◆ Source text ◆
---

In-memory SQLite backed by periodic snapshots to S3-compatible bucket storage.

Project description

BucketHead

Migrating to 0.4.0? The internal layout was reorganized into feature subpackages. The public surface (from buckethead import ...) is unchanged, but direct submodule imports moved:

Old New

buckethead.bucket, .snapshot, .lifecycle, .branches buckethead.storage.*

buckethead.filestore, .local_files buckethead.files.* (store, tracker)

buckethead.sharing (module), .sharing_cli buckethead.sharing.service, buckethead.sharing.cli

buckethead.profiling, .status buckethead.observability.*

buckethead.settings, .user_config, .secret_refs buckethead.config.* (settings, user, secret_refs)

If you only ever did from buckethead import BucketSQLite, BucketConfig, ..., nothing changes. This note will be removed in 0.5.0.

Old	New
`buckethead.bucket`, `.snapshot`, `.lifecycle`, `.branches`	`buckethead.storage.*`
`buckethead.filestore`, `.local_files`	`buckethead.files.*` (`store`, `tracker`)

---

◆ Things to do ◆
[a] Can you turn the paragraph of the BucketHead project description that begins "Migrating to 0.4.0?" into a short list that keeps its main facts?
[b] Would you carry on the BucketHead project description from its last line?

◆ Source excerpt ◆

---

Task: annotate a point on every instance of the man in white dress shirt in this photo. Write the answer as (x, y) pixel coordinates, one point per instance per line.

---

◆ Answers to the exercise ◆
[a]
- In 0.4.0 the internal layout was reorganized into feature subpackages.
- The public surface (`from buckethead import ...`) is unchanged.
- Direct submodule imports have moved.

[b]
`buckethead.sharing` (module), `.sharing_cli`	`buckethead.sharing.service`, `buckethead.sharing.cli`
`buckethead.profiling`, `.status`	`buckethead.observability.*`
`buckethead.settings`, `.user_config`, `.secret_refs`	`buckethead.config.*` (`settings`, `user`, `secret_refs`)

In-memory SQLite backed by periodic snapshots to S3-compatible bucket storage (AWS S3, Cloudflare R2, MinIO).

Your app writes to a regular sqlite3.Connection. BucketHead keeps the database in memory, snapshots the whole thing to your bucket on a timer, and restores it on startup. No Redis, no managed service — just SQLite and one bucket.

Why

Fast. Reads and writes hit an in-memory SQLite; microsecond latencies. BucketHead is never in the hot path.
Durable. Snapshots land on S3 / R2 / MinIO at a configurable cadence, plus one final flush on shutdown.
Cheap. Dirty-bit optimization skips the upload whenever the database hasn't changed since the last flush — so an idle workload costs nothing.
Structured. You're using SQLite, not a hash table. Schemas, indexes, transactions, joins — all the usual stuff.
R2-friendly. Zero egress fees + the dirty-bit mean snapshot cost is dominated by storage, not requests.

Install

uv add buckethead                # runtime only
uv add 'buckethead[profiling]'   # + memray / pyinstrument hooks

Python 3.13+.

Quickstart

from pathlib import Path
from buckethead import BucketConfig, BucketSQLite

cfg = BucketConfig.for_r2(
    account_id="<cloudflare account id>",
    bucket="my-bucket",
    access_key_id="<r2 s3 api access key>",
    secret_access_key="<r2 s3 api secret>",
)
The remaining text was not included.